[GOAL OF THE EXERCISE]:
Can you output the records as a two-column CSV with the headers text and answer, one row per record? Begin at the line that has "Highlight the red waterline", stop after the line that has "[0,302,900,602]", and put each value in one quoted field with any line breaks turned into spaces.

[PROVIDED RECORDS]:
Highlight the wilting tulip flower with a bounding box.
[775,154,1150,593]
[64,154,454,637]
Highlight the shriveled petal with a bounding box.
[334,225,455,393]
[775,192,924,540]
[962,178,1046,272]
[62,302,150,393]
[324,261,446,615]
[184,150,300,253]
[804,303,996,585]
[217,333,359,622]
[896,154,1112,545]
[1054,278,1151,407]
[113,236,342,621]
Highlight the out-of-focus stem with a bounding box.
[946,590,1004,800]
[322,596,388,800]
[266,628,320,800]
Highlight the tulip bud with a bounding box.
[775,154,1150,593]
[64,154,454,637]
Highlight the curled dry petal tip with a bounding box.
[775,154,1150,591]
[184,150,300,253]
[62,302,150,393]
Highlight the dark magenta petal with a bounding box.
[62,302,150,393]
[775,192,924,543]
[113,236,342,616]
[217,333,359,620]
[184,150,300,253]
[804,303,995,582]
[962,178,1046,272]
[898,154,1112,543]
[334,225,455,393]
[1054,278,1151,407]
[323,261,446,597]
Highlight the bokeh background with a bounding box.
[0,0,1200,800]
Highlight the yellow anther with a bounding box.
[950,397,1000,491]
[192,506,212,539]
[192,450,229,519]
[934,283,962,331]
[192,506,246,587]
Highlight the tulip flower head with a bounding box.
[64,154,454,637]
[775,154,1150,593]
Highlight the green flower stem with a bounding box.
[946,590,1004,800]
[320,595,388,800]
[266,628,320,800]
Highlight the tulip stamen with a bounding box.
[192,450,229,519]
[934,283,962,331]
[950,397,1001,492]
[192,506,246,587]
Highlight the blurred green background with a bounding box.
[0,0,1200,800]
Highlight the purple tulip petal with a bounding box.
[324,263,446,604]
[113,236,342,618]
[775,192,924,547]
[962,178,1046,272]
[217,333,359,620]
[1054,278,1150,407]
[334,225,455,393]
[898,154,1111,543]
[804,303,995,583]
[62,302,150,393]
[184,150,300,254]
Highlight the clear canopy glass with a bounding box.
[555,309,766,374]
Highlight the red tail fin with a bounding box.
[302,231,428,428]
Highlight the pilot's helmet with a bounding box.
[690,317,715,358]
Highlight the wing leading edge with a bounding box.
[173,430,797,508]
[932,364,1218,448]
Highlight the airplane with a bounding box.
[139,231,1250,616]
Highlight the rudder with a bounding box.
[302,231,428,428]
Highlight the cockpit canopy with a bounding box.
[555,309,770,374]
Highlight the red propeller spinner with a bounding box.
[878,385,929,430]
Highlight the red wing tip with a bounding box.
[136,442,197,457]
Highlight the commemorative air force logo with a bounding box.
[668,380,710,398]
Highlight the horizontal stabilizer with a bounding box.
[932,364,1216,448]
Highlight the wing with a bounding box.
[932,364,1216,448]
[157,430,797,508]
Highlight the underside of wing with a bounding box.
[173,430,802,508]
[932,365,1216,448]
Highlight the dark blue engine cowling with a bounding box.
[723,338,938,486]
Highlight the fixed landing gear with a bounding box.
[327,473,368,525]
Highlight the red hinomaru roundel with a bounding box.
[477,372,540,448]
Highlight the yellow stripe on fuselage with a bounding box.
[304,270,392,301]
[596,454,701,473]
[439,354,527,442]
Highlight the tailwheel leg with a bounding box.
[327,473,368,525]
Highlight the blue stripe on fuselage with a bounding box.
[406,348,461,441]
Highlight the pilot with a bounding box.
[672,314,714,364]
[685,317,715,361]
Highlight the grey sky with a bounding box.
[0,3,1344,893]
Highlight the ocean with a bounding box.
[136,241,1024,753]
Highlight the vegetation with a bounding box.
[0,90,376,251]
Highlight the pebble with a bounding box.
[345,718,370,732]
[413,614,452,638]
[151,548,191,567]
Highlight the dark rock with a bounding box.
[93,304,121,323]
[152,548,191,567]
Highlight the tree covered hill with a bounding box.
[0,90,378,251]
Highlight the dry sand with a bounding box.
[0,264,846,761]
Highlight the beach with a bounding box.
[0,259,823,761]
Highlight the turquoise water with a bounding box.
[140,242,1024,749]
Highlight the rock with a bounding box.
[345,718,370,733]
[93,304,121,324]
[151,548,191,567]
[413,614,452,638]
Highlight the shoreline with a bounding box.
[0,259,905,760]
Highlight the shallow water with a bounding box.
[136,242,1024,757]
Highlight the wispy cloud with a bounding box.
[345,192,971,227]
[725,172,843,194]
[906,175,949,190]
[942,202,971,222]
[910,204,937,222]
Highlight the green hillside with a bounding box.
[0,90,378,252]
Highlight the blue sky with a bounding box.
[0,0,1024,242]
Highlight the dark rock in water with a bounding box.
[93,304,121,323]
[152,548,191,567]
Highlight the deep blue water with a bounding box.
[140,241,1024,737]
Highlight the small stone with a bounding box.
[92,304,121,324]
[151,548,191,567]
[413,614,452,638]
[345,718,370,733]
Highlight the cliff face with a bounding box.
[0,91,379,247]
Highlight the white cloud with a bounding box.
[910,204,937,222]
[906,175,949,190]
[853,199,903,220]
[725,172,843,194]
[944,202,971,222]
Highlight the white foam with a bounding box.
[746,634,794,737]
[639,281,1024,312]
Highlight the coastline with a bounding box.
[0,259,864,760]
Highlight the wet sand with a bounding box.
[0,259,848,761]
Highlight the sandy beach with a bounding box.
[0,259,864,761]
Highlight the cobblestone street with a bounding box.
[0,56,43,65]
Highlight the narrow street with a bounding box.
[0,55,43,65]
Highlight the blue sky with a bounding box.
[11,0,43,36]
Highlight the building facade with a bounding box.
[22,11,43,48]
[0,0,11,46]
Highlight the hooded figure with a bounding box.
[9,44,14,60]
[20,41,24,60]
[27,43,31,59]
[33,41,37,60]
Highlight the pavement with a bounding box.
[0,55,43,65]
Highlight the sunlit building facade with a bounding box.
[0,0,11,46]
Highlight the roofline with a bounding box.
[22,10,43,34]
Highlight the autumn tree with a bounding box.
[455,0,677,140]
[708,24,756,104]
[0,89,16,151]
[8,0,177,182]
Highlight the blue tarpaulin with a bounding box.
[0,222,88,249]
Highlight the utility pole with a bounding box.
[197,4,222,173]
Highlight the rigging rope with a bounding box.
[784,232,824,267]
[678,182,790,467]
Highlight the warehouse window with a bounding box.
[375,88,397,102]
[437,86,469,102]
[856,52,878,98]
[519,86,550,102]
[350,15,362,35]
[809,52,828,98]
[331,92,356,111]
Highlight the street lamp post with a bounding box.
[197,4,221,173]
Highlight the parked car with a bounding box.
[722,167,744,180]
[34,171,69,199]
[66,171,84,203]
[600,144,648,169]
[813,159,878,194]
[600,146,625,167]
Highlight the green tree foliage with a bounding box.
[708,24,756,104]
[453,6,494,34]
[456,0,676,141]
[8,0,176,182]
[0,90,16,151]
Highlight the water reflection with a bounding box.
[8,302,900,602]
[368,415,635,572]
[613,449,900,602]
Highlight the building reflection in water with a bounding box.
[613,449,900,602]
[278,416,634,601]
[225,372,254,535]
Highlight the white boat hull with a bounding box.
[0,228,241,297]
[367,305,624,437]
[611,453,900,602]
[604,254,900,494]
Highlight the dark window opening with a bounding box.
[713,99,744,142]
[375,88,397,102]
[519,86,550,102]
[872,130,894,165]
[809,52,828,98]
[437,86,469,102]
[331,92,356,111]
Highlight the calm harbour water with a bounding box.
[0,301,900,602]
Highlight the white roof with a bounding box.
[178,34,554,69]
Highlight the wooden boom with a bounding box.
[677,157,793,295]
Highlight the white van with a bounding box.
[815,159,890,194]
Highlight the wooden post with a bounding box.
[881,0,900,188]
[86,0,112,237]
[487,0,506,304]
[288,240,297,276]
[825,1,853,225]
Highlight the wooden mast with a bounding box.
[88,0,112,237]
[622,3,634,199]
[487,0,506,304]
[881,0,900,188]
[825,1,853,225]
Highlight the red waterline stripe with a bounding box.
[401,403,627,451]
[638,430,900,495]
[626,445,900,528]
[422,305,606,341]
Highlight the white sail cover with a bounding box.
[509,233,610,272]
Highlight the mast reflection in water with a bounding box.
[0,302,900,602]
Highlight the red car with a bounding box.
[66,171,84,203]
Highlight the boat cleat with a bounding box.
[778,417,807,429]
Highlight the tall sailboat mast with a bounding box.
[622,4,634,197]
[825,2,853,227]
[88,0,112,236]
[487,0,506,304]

[RESULT OF THE EXERCISE]:
text,answer
"Highlight the red waterline stripe with a bounding box.","[401,403,627,451] [638,430,900,495] [626,445,900,528] [422,305,606,341]"
"Highlight the white sail cover with a bounding box.","[509,233,610,272]"
"Highlight the mast reflection in water with a bounding box.","[0,302,900,602]"